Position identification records

┄┄┄┄┄┄

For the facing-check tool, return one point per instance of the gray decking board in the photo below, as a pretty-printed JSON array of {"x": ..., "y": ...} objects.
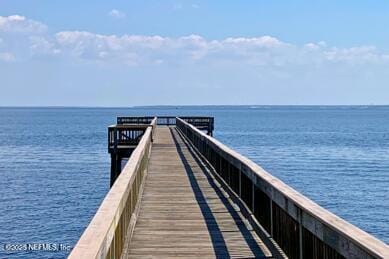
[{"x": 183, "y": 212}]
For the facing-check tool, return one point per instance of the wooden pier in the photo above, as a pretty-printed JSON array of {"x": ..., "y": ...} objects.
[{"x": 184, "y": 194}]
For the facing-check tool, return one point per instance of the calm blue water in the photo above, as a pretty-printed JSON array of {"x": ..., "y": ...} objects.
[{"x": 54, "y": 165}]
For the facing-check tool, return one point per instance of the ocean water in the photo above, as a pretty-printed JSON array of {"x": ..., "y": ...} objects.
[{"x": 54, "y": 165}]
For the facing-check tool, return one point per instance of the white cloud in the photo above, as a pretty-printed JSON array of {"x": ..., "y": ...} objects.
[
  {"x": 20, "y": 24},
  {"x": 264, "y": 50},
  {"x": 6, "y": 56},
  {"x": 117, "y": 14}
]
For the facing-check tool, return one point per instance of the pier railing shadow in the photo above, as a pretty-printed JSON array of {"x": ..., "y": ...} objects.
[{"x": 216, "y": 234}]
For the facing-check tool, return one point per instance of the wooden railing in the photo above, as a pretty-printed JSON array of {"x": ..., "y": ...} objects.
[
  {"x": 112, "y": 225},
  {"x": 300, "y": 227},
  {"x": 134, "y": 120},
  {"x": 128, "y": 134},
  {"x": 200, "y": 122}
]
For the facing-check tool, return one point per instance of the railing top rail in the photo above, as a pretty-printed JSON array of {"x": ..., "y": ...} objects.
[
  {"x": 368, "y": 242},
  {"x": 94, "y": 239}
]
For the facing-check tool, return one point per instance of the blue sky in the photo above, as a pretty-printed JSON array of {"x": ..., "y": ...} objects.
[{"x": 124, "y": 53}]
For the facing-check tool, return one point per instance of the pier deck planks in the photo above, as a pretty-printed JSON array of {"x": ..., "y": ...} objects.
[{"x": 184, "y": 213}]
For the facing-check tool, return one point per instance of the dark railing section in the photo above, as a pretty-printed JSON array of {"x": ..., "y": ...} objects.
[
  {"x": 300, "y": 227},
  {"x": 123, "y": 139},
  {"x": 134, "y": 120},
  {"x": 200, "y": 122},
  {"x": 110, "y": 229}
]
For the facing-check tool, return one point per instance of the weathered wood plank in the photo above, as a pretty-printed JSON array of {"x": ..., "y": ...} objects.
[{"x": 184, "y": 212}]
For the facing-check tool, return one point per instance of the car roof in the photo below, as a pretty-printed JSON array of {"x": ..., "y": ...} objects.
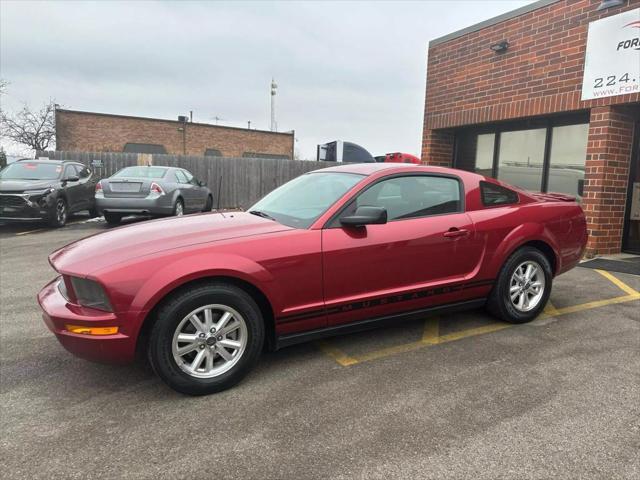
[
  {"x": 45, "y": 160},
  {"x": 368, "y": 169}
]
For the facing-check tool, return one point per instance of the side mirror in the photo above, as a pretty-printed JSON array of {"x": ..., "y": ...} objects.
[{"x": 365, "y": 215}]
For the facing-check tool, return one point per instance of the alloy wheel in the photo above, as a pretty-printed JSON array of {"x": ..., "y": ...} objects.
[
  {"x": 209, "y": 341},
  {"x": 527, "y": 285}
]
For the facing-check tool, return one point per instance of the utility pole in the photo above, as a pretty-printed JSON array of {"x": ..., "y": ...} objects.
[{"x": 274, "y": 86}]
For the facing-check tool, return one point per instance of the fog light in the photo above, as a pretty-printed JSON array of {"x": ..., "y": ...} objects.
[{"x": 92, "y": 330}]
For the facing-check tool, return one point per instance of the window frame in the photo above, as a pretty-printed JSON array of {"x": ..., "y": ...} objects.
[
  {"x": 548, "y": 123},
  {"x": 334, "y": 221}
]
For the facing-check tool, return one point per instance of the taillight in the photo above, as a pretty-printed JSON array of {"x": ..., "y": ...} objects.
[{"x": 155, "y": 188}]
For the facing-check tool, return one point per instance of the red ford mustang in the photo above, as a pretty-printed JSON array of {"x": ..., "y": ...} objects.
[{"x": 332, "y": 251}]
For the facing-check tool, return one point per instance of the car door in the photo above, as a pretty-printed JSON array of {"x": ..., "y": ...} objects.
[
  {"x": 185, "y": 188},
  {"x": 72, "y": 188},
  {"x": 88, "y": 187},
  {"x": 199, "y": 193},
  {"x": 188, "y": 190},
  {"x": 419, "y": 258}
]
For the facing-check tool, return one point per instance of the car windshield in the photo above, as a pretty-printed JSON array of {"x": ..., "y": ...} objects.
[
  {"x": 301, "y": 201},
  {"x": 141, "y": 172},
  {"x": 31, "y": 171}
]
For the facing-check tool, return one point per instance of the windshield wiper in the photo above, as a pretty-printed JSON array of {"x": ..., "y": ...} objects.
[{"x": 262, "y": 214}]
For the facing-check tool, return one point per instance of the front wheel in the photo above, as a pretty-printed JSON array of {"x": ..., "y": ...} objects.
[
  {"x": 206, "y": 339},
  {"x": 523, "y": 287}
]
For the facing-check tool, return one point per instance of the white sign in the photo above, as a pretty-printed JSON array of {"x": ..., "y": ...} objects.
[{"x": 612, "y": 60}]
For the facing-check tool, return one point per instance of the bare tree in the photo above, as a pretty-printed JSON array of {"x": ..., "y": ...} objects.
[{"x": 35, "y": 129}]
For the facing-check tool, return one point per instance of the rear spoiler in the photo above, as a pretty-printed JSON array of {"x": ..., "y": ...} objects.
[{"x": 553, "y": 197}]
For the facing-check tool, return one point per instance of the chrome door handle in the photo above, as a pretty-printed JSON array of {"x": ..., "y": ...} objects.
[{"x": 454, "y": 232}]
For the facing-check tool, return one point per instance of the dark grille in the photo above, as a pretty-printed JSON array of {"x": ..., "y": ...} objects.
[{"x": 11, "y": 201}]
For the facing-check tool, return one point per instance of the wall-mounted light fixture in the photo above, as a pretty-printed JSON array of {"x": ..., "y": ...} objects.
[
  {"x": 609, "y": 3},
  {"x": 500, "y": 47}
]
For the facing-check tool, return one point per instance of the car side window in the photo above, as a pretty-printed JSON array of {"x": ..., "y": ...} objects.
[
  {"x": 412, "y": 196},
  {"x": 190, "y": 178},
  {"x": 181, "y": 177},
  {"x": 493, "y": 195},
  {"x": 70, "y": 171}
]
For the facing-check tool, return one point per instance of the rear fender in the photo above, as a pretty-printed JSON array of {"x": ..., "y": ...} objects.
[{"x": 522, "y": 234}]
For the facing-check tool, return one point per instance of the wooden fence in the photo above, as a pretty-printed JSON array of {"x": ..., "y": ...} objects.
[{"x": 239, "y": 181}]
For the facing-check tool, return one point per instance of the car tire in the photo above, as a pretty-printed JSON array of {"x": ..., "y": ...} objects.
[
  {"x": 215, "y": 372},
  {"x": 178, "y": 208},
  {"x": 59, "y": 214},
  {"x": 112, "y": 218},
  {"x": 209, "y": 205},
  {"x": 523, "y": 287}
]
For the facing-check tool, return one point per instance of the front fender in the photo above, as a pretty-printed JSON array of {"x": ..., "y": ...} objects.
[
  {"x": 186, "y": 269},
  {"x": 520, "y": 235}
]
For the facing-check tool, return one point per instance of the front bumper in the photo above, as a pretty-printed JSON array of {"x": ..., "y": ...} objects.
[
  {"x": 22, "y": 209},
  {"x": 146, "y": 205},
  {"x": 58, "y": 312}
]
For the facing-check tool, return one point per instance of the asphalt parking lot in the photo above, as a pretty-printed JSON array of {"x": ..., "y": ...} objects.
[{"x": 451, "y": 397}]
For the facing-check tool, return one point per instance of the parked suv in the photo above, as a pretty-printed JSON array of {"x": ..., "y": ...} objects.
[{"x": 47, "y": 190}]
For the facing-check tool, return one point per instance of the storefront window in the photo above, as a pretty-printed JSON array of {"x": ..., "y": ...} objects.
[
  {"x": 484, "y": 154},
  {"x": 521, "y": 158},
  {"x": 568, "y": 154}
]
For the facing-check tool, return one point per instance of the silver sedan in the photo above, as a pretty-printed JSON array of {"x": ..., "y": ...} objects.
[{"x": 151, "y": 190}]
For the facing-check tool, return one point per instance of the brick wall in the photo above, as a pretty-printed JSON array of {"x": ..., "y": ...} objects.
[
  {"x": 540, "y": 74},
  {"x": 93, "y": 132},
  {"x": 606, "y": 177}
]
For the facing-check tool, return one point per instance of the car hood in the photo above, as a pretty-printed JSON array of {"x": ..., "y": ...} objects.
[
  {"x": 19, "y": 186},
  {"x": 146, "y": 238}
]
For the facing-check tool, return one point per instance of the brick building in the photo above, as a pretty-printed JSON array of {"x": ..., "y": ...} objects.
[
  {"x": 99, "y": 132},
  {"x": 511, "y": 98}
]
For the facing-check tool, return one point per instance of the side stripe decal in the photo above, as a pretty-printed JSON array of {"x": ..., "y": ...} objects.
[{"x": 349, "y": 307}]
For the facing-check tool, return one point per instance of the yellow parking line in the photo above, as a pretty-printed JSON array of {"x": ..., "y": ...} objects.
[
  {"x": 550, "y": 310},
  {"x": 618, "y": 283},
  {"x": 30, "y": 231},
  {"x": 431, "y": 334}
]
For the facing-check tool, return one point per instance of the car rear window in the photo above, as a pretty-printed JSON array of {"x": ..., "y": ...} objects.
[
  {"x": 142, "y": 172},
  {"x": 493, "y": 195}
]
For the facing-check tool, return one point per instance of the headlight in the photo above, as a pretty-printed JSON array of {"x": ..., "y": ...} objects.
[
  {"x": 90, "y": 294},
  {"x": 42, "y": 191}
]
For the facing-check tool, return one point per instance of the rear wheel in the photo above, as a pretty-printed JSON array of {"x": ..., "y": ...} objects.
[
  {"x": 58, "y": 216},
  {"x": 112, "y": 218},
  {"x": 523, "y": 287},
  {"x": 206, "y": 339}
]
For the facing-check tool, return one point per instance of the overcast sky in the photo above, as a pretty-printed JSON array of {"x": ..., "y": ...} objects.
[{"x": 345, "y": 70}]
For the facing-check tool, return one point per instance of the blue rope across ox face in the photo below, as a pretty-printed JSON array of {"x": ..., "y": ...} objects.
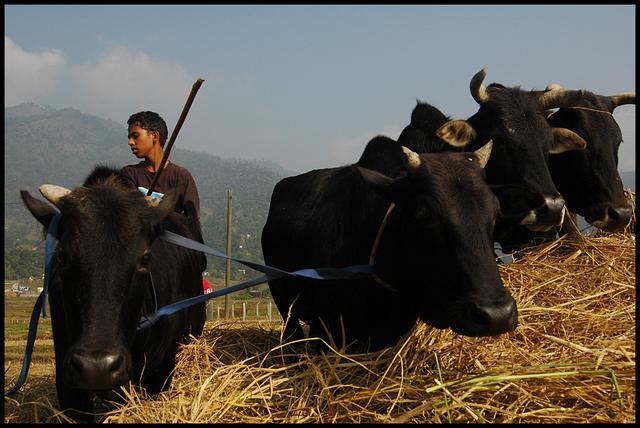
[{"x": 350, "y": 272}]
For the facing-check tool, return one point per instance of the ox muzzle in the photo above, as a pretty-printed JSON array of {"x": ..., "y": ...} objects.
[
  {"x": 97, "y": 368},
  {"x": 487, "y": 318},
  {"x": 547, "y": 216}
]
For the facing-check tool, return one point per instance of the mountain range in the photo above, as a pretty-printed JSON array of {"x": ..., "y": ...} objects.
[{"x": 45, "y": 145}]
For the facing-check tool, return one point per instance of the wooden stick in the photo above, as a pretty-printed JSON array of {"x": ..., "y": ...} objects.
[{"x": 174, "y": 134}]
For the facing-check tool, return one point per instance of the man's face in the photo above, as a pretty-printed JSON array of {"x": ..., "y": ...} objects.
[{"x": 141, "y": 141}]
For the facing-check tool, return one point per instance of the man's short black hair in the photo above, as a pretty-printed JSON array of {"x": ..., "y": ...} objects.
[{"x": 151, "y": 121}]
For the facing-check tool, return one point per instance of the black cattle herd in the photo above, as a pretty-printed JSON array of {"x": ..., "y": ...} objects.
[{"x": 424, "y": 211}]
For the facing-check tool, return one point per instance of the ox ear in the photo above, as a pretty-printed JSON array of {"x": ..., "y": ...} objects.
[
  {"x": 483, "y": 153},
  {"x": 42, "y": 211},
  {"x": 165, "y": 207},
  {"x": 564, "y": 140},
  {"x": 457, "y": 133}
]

┄┄┄┄┄┄

_Short problem_:
Please rewrite the rows starting at the line that contains "of the mountain" and ending at the last of the rows, with "facing-check tool" replaced by "orientation-check tool" and everything else unchanged.

_Answer to the task_:
For the orientation-check tool, return one point per instance of the mountain range in the photo above, as a pretty-printed JSON array of {"x": ..., "y": ...} objects.
[{"x": 45, "y": 145}]
For the orientation-check tool, return one point per instance of the wooden stick in the photo above, as a pretty-printed JSON array of {"x": ..., "y": ...} objects.
[{"x": 174, "y": 134}]
For the orientation-check tool, return one point per instance of the man's face in the photo above, as a pretty-printed JSON array of {"x": ..., "y": ...} objects.
[{"x": 141, "y": 141}]
For the orientation-check tool, return one point per instance of the man's short black hair in the photo above, as a pretty-printed JSON array of {"x": ..., "y": ...} objects.
[{"x": 151, "y": 121}]
For the orientation-check tool, return one point per instance of the black cattle herd in the photo above, as a pretty-printed JSON array of {"x": ..., "y": ...} objects.
[{"x": 424, "y": 211}]
For the orientation-check tool, return one point per instance of the ox ear in the photo above, as a pretty-printed JSON array of {"x": ..., "y": ...} objects.
[
  {"x": 483, "y": 153},
  {"x": 42, "y": 211},
  {"x": 165, "y": 207},
  {"x": 564, "y": 140},
  {"x": 457, "y": 133}
]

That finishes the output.